• _TEXT_
——
At a meeting held on October 26, 2020, the Board approved a change to the fund’s expense structure, and at a meeting held on February 10, 2021, the fund’s shareholders approved the same change to the fund’s expense structure, with the restructure to become effective in mid- to late March 2021. The change will result in an amended and restated Advisory Contract, which will become effective at the same time the fund begins investing in the Z Class of its underlying T. Rowe Price funds and ends the pushdown of operating expenses to the underlying funds. The Board noted that the amended and restated Advisory Contract will result in the fund paying the Advisor a single fee, or all-inclusive management fee, based on the fund’s average daily net assets. The all-inclusive management fee will cover investment management and all of the fund’s operating expenses except for interest; expenses related to borrowings, taxes, and brokerage; nonrecurring, extraordinary expenses; and any acquired fund fees and expenses. The Board also noted that the following information provided by Broadridge is not reflective of the fund’s expense structure that will go into effect in March 2021.
——
• _DIRECTION_
Continue the passage on the fund's expense restructuring, picking up after its final sentence.

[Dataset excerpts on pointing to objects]
——
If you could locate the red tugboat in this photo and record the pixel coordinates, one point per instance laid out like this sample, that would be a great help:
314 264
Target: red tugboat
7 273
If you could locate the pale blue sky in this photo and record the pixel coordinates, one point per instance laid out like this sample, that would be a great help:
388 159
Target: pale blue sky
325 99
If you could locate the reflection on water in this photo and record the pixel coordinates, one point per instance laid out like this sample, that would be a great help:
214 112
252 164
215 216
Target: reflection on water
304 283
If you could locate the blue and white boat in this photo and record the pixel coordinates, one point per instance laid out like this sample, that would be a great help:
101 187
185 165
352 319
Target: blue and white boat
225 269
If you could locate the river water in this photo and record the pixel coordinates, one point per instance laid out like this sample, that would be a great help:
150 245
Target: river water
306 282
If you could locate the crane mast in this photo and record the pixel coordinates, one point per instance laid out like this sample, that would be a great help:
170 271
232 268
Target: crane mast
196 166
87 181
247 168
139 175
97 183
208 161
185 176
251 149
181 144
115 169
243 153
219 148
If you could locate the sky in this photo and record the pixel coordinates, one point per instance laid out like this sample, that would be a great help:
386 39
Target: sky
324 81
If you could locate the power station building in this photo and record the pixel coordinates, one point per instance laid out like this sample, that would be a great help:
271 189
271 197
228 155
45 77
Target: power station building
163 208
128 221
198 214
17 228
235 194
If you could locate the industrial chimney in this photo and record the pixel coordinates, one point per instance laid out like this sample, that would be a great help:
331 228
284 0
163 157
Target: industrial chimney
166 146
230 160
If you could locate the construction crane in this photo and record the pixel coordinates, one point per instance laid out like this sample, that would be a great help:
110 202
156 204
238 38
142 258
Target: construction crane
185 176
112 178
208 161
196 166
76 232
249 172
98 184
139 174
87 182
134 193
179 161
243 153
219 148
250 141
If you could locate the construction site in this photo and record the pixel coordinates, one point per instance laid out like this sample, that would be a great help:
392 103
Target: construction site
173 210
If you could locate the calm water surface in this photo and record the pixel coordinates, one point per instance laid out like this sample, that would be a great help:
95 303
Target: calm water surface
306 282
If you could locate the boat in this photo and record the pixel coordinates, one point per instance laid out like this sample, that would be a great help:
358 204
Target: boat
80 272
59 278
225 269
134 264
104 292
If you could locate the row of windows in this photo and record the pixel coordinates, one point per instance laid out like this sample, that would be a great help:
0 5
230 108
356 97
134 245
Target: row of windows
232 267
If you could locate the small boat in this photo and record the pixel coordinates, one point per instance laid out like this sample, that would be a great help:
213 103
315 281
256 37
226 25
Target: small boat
——
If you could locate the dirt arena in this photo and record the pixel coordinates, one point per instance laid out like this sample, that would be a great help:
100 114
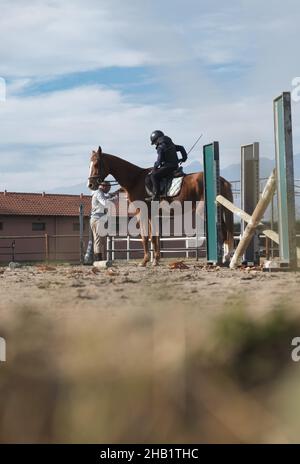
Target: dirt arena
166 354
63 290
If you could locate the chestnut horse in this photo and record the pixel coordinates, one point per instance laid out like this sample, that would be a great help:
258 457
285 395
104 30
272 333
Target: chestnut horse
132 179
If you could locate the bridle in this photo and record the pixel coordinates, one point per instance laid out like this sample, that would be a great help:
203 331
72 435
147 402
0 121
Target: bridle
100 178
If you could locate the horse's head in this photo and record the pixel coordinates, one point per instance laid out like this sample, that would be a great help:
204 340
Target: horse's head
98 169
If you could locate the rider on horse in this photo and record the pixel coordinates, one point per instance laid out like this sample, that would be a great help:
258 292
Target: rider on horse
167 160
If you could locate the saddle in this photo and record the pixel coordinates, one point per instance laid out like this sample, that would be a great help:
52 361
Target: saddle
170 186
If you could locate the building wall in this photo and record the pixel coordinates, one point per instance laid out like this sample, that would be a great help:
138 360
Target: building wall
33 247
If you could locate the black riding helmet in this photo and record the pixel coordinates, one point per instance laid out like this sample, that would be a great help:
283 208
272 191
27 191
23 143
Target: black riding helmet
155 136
——
• _WRITTEN ANSWER_
Fees and Expenses
The Board was provided with information regarding industry trends in management fees and expenses. Among other things, the Board reviewed data for peer groups that were compiled by Broadridge, which compared: (i) actual management fees, total expenses, and nonmanagement expenses of the fund with a group of competitor funds selected by Broadridge (Expense Group) and (ii) actual management fees, total expenses, and nonmanagement expenses of the fund with a broader set of funds within the Lipper investment classification (Expense Universe). The Board considered the fund’s actual management fee rate and total expenses in comparison with the information for the Broadridge peer groups. Broadridge generally constructed the peer groups by seeking the most comparable funds based on similar investment classifications and objectives, expense structure, asset size, and operating components and attributes and ranked funds into quintiles, with the first quintile representing the funds with the lowest relative expenses and the fifth quintile representing the funds with the highest relative expenses. The information provided to the Board indicated that the fund’s actual management fee rate ranked in the first quintile (Expense Group and Expense Universe), and the fund’s total expenses ranked in the first and third quintiles (Expense Group and Expense Universe).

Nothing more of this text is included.